↓↓↓

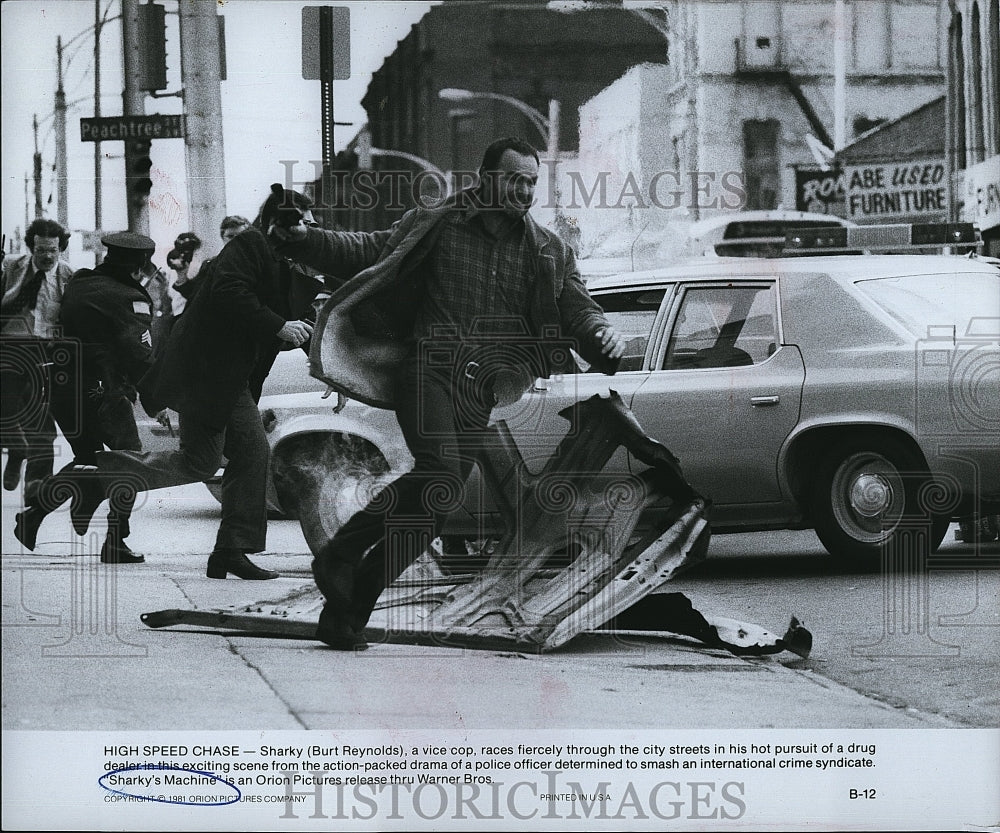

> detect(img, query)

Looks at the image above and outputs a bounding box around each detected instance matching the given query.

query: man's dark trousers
[312,355,494,631]
[0,340,56,494]
[98,388,270,553]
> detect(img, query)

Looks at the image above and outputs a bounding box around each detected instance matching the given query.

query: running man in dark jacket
[14,232,156,564]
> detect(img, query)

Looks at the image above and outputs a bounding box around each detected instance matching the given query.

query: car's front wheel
[811,435,949,568]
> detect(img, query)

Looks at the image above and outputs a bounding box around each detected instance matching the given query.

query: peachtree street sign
[80,114,185,142]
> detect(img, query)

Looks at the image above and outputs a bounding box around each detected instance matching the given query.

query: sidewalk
[2,485,953,730]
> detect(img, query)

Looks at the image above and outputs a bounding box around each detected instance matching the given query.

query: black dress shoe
[101,538,146,564]
[205,550,280,581]
[14,506,45,551]
[316,604,368,651]
[3,451,24,492]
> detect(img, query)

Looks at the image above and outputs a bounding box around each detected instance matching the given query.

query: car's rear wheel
[273,433,393,553]
[811,435,949,568]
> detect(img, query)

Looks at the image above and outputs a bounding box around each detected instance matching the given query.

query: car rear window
[856,272,1000,338]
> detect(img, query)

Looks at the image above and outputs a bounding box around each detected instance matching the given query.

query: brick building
[312,0,667,228]
[566,0,949,256]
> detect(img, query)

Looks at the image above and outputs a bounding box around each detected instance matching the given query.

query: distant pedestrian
[0,220,73,499]
[14,232,156,564]
[167,214,251,308]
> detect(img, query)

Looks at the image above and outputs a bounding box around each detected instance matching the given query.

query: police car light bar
[784,223,982,253]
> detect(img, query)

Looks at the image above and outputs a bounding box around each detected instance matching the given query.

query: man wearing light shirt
[0,220,73,498]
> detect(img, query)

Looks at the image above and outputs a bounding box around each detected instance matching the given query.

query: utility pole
[833,0,858,153]
[94,0,104,232]
[32,118,42,220]
[55,35,69,228]
[122,0,149,235]
[178,0,226,254]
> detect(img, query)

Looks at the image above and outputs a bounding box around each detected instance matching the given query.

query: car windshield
[857,272,1000,338]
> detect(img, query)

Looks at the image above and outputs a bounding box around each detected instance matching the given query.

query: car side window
[663,284,778,370]
[594,287,667,372]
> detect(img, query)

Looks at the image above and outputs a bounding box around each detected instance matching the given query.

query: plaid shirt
[413,207,534,339]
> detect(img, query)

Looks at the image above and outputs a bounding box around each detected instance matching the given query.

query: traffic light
[137,3,167,92]
[125,139,153,204]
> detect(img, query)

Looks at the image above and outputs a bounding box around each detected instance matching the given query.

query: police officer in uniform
[14,231,156,564]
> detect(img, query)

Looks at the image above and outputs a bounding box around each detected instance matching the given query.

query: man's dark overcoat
[285,192,619,408]
[140,228,319,430]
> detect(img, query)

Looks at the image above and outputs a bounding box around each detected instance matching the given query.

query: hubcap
[851,473,892,518]
[830,451,906,544]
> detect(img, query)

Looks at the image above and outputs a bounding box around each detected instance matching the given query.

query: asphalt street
[2,442,997,729]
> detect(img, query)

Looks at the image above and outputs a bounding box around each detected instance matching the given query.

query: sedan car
[195,245,1000,565]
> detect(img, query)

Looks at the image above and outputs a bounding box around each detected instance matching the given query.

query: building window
[743,119,781,211]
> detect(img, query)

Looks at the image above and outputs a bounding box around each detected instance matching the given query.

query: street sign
[80,114,186,142]
[302,6,351,81]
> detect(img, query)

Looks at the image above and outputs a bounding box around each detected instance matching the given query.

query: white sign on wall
[844,159,948,223]
[962,156,1000,231]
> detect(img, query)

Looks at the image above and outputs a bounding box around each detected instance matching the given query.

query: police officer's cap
[101,231,156,265]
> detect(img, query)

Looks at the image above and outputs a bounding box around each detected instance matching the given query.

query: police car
[191,224,1000,566]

↑↑↑

_Required work_. Extract each line of the data above that contains the word "street". The match is case-sensitive.

_Solution to the exercise_.
query: peachtree street sign
query: asphalt street
query: street sign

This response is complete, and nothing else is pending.